**Data records:**
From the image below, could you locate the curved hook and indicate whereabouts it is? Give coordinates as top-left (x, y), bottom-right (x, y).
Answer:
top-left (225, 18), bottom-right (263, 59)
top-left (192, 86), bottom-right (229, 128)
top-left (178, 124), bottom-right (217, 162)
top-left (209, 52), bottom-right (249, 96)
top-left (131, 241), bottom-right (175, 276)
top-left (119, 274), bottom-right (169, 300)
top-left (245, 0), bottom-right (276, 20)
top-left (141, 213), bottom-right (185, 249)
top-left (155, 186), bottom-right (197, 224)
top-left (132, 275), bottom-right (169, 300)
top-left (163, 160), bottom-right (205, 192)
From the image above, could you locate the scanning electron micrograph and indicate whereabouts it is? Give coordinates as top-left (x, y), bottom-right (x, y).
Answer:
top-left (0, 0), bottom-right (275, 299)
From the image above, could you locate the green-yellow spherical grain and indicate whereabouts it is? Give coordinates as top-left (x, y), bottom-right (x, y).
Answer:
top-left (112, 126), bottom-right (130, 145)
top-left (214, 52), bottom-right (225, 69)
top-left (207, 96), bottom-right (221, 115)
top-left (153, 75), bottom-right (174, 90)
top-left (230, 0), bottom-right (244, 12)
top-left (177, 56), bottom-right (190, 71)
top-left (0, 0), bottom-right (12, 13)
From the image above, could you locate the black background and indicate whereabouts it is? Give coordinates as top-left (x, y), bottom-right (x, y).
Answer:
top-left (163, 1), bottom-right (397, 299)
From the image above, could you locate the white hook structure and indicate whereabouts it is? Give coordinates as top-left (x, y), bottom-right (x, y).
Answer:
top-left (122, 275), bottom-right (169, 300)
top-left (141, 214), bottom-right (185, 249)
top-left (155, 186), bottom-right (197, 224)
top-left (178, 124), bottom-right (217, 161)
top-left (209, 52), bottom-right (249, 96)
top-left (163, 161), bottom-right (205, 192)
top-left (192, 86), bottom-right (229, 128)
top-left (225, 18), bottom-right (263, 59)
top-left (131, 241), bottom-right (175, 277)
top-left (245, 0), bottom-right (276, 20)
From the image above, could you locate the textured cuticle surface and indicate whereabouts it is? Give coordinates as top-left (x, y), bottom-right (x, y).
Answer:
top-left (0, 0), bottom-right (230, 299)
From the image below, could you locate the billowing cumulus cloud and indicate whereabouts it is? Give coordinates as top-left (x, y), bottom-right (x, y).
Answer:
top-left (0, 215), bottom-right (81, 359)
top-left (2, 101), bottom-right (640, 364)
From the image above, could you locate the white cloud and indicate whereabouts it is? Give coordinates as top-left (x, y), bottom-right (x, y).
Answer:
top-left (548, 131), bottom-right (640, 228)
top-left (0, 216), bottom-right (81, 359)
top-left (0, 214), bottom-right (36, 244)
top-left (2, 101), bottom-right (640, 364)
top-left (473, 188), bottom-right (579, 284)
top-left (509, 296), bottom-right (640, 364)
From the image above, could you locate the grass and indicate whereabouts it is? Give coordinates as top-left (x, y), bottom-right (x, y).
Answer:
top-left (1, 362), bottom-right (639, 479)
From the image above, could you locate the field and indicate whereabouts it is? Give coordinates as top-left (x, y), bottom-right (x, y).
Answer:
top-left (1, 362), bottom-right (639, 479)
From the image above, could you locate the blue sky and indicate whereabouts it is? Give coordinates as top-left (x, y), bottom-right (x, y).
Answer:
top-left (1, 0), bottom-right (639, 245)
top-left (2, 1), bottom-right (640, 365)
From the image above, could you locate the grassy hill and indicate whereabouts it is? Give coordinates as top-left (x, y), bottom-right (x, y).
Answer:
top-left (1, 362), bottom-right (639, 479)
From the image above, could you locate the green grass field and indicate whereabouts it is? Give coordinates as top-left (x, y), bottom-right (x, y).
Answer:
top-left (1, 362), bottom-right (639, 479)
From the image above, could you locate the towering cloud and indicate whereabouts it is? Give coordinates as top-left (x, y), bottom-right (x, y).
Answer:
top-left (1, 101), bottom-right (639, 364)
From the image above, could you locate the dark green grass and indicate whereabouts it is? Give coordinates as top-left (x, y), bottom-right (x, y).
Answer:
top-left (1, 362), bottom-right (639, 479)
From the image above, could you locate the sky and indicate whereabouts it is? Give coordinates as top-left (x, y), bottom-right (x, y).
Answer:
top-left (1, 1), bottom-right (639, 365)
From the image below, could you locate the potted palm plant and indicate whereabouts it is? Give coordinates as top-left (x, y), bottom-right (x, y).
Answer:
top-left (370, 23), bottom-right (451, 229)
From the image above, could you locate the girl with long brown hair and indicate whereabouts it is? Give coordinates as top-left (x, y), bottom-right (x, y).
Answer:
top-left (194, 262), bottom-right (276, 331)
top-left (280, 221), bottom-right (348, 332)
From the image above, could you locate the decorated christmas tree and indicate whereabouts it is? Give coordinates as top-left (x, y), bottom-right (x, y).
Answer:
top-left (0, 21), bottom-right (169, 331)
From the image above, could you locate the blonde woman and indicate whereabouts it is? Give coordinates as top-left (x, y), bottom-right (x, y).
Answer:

**Exercise brief:** An exact copy of every record is required here.

**Answer section:**
From the image below, could you locate the curved hook and indicate whereabouts it is? Give coordinates as top-left (x, y), bottom-right (x, y).
Answer:
top-left (225, 18), bottom-right (263, 59)
top-left (192, 86), bottom-right (229, 128)
top-left (178, 124), bottom-right (217, 162)
top-left (209, 52), bottom-right (249, 96)
top-left (131, 241), bottom-right (175, 276)
top-left (119, 274), bottom-right (169, 300)
top-left (245, 0), bottom-right (276, 20)
top-left (141, 213), bottom-right (185, 249)
top-left (155, 186), bottom-right (197, 224)
top-left (132, 275), bottom-right (169, 300)
top-left (163, 160), bottom-right (205, 192)
From the image above, could you locate the scanning electron micrograph and indicate whereabouts it is? Give coordinates as top-left (x, y), bottom-right (x, y).
Answer:
top-left (0, 0), bottom-right (275, 299)
From the image above, could you locate the green-yellow spherical grain and indicate whereabouts it is? Give coordinates as top-left (x, y), bottom-right (x, y).
Answer:
top-left (112, 126), bottom-right (130, 145)
top-left (214, 52), bottom-right (225, 69)
top-left (207, 96), bottom-right (221, 115)
top-left (153, 75), bottom-right (174, 90)
top-left (230, 0), bottom-right (244, 12)
top-left (177, 56), bottom-right (190, 71)
top-left (0, 0), bottom-right (12, 13)
From the image above, could you locate the black background and indicate whereabouts it is? Give coordinates as top-left (x, y), bottom-right (x, y).
Answer:
top-left (163, 1), bottom-right (397, 299)
From the image above, could you locate the white hook structure and indicate whereabouts it is? Give coordinates as top-left (x, y), bottom-right (x, y).
Answer:
top-left (122, 275), bottom-right (169, 300)
top-left (141, 214), bottom-right (185, 249)
top-left (155, 186), bottom-right (197, 224)
top-left (178, 124), bottom-right (217, 161)
top-left (209, 52), bottom-right (249, 96)
top-left (163, 161), bottom-right (205, 192)
top-left (192, 86), bottom-right (229, 128)
top-left (225, 18), bottom-right (263, 59)
top-left (131, 241), bottom-right (175, 277)
top-left (245, 0), bottom-right (276, 20)
From the image above, could you locate the textured cuticle surface and indicate whereabouts it is? Give coordinates as top-left (x, y), bottom-right (x, y).
Answer:
top-left (0, 0), bottom-right (230, 299)
From the image below, could you locate the billowing cumulus cloud and indicate whereabouts it is? Give coordinates as top-left (x, y), bottom-right (x, y).
Answer:
top-left (0, 215), bottom-right (81, 359)
top-left (2, 101), bottom-right (640, 364)
From the image above, could you locate the white cloud and indicate whereabouts it is? Give coordinates as top-left (x, y), bottom-right (x, y).
Answer:
top-left (548, 131), bottom-right (640, 228)
top-left (0, 216), bottom-right (81, 359)
top-left (0, 214), bottom-right (36, 244)
top-left (2, 101), bottom-right (640, 364)
top-left (473, 188), bottom-right (579, 284)
top-left (509, 296), bottom-right (640, 364)
From the image above, could you locate the grass and indicate whereabouts it is? Give coordinates as top-left (x, y), bottom-right (x, y).
Answer:
top-left (1, 362), bottom-right (639, 479)
From the image above, could you locate the field and indicate whereabouts it is? Give coordinates as top-left (x, y), bottom-right (x, y).
Answer:
top-left (1, 362), bottom-right (639, 479)
From the image above, could you locate the blue sky and indicate whereabouts it is? Give coordinates as top-left (x, y), bottom-right (x, y).
Answer:
top-left (1, 0), bottom-right (639, 245)
top-left (2, 1), bottom-right (640, 365)
From the image above, could you locate the grassy hill and indicate whereabouts it is? Give coordinates as top-left (x, y), bottom-right (x, y).
Answer:
top-left (1, 362), bottom-right (639, 479)
From the image above, could you locate the green grass field and indicate whereabouts it is? Give coordinates as top-left (x, y), bottom-right (x, y).
Answer:
top-left (1, 362), bottom-right (639, 479)
From the image above, could you locate the towering cloud and indicate whereabouts it is? Give coordinates as top-left (x, y), bottom-right (x, y).
Answer:
top-left (1, 101), bottom-right (639, 364)
From the image above, could you locate the dark green grass and indicate whereabouts it is? Give coordinates as top-left (x, y), bottom-right (x, y).
Answer:
top-left (1, 362), bottom-right (639, 479)
From the image above, could you locate the sky and indicate whereabouts it is? Give coordinates as top-left (x, y), bottom-right (x, y).
Answer:
top-left (1, 1), bottom-right (639, 365)
From the image below, could you locate the potted palm plant and indicate whereabouts it is? Give coordinates as top-left (x, y), bottom-right (x, y).
Answer:
top-left (370, 23), bottom-right (451, 229)
From the image above, could you locate the girl with long brown hair and indicate whereabouts it is? Give coordinates as top-left (x, y), bottom-right (x, y).
Answer:
top-left (194, 262), bottom-right (276, 331)
top-left (280, 221), bottom-right (348, 332)
From the image above, could you locate the decorated christmas tree and indicate whereabouts it is? Give coordinates as top-left (x, y), bottom-right (x, y).
Answer:
top-left (0, 21), bottom-right (169, 331)
From the image above, could you locate the blonde woman and indicate whereabouts it is? Give coordinates as top-left (x, y), bottom-right (x, y).
Answer:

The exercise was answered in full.